## Objective
Arrange everything from the line containing "Where can the ram" down to the line containing "<point>615,591</point>", both included, as a Markdown table with the columns No. and Line, skipping any blank lines and leaving out all other lines.

Coordinate annotation records
******************************
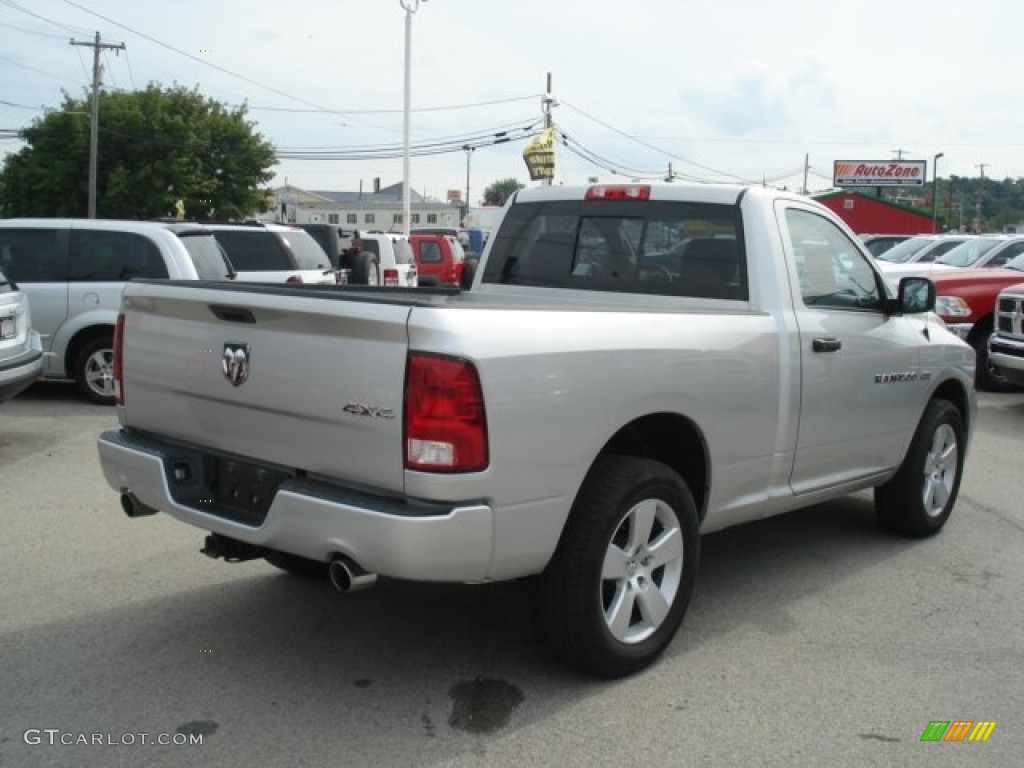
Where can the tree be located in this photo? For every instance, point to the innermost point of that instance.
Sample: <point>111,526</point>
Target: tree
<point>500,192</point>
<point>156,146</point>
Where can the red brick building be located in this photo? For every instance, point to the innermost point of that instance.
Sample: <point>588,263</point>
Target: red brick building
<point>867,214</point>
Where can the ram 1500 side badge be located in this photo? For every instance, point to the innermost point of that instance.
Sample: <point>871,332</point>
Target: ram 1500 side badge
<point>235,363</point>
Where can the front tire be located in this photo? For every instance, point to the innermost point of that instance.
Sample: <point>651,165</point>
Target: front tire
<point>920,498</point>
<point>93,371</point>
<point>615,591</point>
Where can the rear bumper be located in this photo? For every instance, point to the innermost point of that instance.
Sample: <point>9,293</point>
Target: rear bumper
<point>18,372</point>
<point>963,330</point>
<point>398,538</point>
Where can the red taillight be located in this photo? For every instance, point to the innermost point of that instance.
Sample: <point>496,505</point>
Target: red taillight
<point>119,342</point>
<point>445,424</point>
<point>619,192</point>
******************************
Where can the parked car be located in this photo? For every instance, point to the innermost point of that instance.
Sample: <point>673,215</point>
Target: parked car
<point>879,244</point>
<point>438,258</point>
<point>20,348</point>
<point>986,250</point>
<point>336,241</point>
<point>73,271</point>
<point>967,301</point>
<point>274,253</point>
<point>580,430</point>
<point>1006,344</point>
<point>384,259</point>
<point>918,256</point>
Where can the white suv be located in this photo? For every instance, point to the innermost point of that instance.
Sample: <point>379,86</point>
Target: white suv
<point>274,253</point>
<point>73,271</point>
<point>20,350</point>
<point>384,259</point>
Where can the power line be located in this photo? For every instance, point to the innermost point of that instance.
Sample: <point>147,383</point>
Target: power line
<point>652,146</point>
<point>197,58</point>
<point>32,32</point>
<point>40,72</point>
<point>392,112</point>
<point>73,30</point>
******************************
## Exercise response
| No. | Line |
|---|---|
| 1 | Where can the ram 1500 side badge be located in this photo? For every instance, point to the innermost point of that instance. |
| 2 | Sample: <point>871,332</point> |
| 3 | Target: ram 1500 side badge |
| 4 | <point>235,363</point> |
| 5 | Where can the front tire be located in this photo? For every instance, point to the innermost point of that instance. |
| 6 | Sample: <point>651,165</point> |
| 7 | Target: front tire |
| 8 | <point>920,498</point> |
| 9 | <point>93,371</point> |
| 10 | <point>615,591</point> |